Supplied text
Moreover, Trump himself expressed his discontent with what he said, calling it "locker room talk". Therefore, not serious. It is also likely that many people who supported him didn't think that he was serious too, they perhaps thoughts he was joking around.

I went to the site and it said that it was 47% of voters, not Americans. I checked and roughly 200 million people in the US are voters. 47% of that is 28.9% of Americans, using America's population.

If you were to take this at face value, you'd be correct. However, take into account what was said earlier. Trump himself expressed that it was locker room talk and therefore not serious. It is likely that many of his supporters also believe such and therefore may not actually believe that he was being serious in his claims.

Moreover, how do we know these voters in these polls were supporting Trump's words? It is a total value, therefore including women. Some of that 28.9% may have been women expressing sexist views.

What truly matters is how many of these people were defending Trump. These figures do not show if these people were defending Trump, it just showed their attitudes towards men.

"The second point I want to make involves Trump himself. Trump apologized for his comments, and recanted that he had ever sexually assaulted anyone. [17] Normally, that would be sufficient evidence to show that he no longer promotes rape culture. Unfortunately, he went on to trivialize his comments by dismissing them as simply "locker room banter". [17, 18] As per the definition, trivializing sexual assault promotes rape culture, and so by downplaying his comments, Trump continues to promote rape culture."

All he was stating that his words were not serious. He was stating he didn't actually do this stuff. Thus, not a component of rape culture. Moreover, he said he wasn't proud of it.
Ergo, he doesn't support rape culture.

"The President of the United States is the highest office in the land, and the President is a role model for all Americans. Having someone who promotes rape culture as President will, at least in a small way, legitimize and normalize the act of promoting rape culture."

He stated himself that his claims were not serious and he has also said that he wasn't proud of it. He regrets it even though it was locker room talk. It is pretty clear he doesn't support it.

"To put it a different way, everyone who voted for Hitler furthered the anti-Semitic cause, even if they themselves were not anti-Semitic. Similarly, over 40% of Americans polled are contributing to the promotion of rape culture, even though many may not personally agree with the idea."

Godwin's law!

This relies upon the idea that Trump now supports rape culture. This has not been shown to be the case.

In summary, rape threats only constitute towards a rape culture if the intention behind them was legitimate, though this is both unlikely and unproven.
Trump himself said his comments were locker room talk and therefore not serious or necessarily true. Hence it is likely that many of his supporters feel this way. Moreover, not all of the people cited in the statistics may have been supporting Trump; they may have been expressing misandric views.

Record set

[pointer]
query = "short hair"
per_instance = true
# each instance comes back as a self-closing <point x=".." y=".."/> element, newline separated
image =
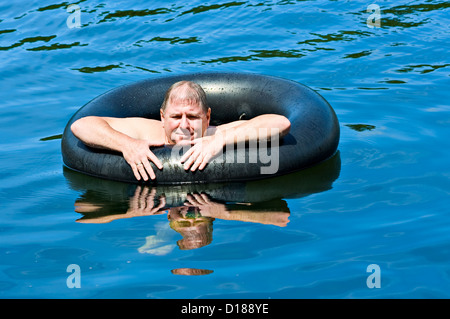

What you need to do
**A)** Render each line of the entry above as an item in a numbered list, omitting blank lines and leaving the picture out.
**B)** Carry the debate argument about Trump's "locker room talk" forward, beginning right after its last sentence.

Results of the exercise
**A)**
1. [pointer]
2. query = "short hair"
3. per_instance = true
4. # each instance comes back as a self-closing <point x=".." y=".."/> element, newline separated
5. image =

**B)**
Due to the fact that it was locker room talk, and therefore not serious, and Trump regretted it later on, saying he wasn't proud of it, points to the fact that he doesn't support a rape culture.
Debate Round No. 3
sillydebater

Pro

This is my final rebuttal of the debate. Definitions will be very important for my arguments.

From Round 1, we have the following definitions:

Rape Culture
The beliefs, customs, arts, etc., of a particular society, group, place or time that trivialize rape, or suggest that rape is acceptable in certain circumstances

Rape
Unlawful sexual activity and usually sexual intercourse carried out forcibly or under threat of injury against the will of a person or with a person who is beneath a certain age or incapable of valid consent

These two definitions are agreed upon by both Pro and Con, and are not up for debate.

I will add a third definition:

Trivialize
To make something seem less important or serious than it actually is [22, 23]

With those defined, I will move on to my rebuttal of Con's arguments from last round, in reverse order.

Rebuttal of Con's Arguments
As per the definition, an aspect of rape culture is the trivialization of rape. This means making unlawful sexual activity seem less serious than it actually is.

Con wrote "[Trump] was stating that his words were not serious." This is true. In 2005, Donald Trump said that he sexually assaults women. [14] Then in 2016, he said that was just joking about sexual assault [17. 18], as if this cleared him from promoting rape culture. But it doesn't.

Joking about sexual assault is making it seem less serious than it is. That is trivializing sexual assault. That is rape culture. Saying he regrets it is not enough. Of course he regrets it, it severely hurt him in the polls. Saying he wasn't proud of it is not enough, either. As long as he keeps trivializing sexual assault by using the "locker room talk" excuse, he is still promoting rape culture.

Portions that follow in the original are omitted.